__What the task asks__:
Give back exactly the lines of the material below that start at the line containing "point: white tent" and end at the line containing "Report each as", and no others.

__Input data__:

"""

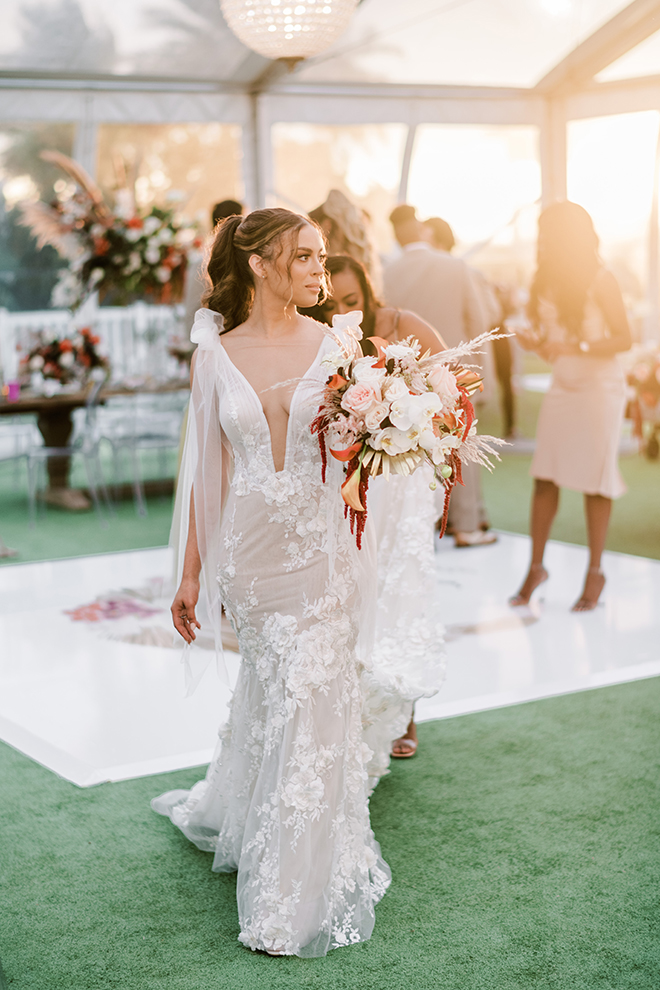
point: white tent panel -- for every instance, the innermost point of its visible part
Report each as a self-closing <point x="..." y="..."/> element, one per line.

"""
"""

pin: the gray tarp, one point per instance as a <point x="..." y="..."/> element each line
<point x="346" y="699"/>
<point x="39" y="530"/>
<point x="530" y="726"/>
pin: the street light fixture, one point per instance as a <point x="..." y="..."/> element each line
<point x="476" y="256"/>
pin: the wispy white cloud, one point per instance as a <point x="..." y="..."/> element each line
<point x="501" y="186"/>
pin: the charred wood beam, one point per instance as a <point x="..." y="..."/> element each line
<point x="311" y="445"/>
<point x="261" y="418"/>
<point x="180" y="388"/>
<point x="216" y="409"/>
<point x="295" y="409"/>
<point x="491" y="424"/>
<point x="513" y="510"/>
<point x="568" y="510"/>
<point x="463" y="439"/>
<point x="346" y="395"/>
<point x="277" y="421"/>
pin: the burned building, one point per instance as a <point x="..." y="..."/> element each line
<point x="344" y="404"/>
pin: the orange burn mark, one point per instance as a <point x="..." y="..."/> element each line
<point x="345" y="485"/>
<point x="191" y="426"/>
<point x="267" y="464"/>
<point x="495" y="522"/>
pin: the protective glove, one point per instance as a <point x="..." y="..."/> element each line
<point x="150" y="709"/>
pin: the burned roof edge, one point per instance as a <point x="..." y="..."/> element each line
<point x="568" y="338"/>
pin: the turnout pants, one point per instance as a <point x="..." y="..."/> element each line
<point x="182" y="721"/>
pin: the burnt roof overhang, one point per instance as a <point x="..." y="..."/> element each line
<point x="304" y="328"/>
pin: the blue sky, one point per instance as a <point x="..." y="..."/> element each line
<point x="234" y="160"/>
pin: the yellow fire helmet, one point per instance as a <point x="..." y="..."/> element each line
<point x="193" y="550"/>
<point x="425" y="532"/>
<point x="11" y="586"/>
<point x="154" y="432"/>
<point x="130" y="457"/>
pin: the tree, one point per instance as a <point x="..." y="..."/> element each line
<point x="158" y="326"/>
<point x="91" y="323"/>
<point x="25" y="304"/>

"""

__Answer for this exercise__:
point: white tent panel -- for every instance, the innermost point of its visible part
Report each as a self-closing <point x="..." y="..."/> element, one per line.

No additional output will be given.